▶ _GIVEN RECORDS_:
************

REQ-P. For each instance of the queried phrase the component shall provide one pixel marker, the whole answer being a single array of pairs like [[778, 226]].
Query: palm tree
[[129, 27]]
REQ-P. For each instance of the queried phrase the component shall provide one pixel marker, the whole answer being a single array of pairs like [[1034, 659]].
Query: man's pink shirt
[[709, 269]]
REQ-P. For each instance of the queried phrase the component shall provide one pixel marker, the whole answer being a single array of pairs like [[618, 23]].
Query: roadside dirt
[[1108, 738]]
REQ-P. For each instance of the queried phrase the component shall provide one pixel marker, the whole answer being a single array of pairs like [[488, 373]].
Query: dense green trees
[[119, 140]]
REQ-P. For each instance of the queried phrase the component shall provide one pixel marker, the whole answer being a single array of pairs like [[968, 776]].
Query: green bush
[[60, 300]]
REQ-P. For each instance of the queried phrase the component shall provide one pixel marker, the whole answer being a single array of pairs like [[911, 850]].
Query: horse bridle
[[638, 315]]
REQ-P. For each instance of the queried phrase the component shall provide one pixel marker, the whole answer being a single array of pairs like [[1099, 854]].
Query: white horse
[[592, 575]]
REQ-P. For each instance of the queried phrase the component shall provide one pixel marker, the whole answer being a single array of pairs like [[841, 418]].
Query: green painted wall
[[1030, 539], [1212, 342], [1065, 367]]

************

▶ _TO BE DONE_:
Copy out all of the entries above, switching "pixel marker" to "point marker" wherever it occurs and leaving everything else unchanged.

▶ _SOLUTION FOR THIS TASK_:
REQ-P. For each instance of the queried phrase the component shall provide one point marker, the whole answer being a single array of pairs like [[778, 226]].
Query: palm tree
[[129, 27]]
REQ-P. For each instance of the queried phrase the component shall provide one point marker, the whole answer being a single array of pairs like [[1034, 659]].
Query: man's pink shirt
[[709, 269]]
REQ-P. For each instance of the queried phrase the component shall provide one point marker, the whole answer being a single array of pairs like [[618, 23]].
Query: roadside dirt
[[1108, 738]]
REQ-P. For each instance of the queried phrase the component shall provide one point marker, the whole answer being a single array of pairs like [[488, 373]].
Query: dense green trees
[[119, 140]]
REQ-P. For each instance of the queried phrase the component shall provide one point marker, the whole answer being a single array of pairs like [[968, 776]].
Query: green bush
[[60, 300]]
REQ-P. For each instance of the queried phrase the component shall provide one point marker, the whole answer being a single array of pairs like [[911, 850]].
Query: horse bridle
[[638, 315]]
REQ-P. For each instance of the queried phrase the component shall provide one point marker, the whole answer being a single array of pairs like [[1099, 854]].
Query: white horse
[[592, 575]]
REQ-P. For each instance of the queried phrase the component shall provide one point marker, the whole answer being a single array of pairs like [[841, 418]].
Query: green painted wall
[[1030, 539], [1212, 342], [1065, 367]]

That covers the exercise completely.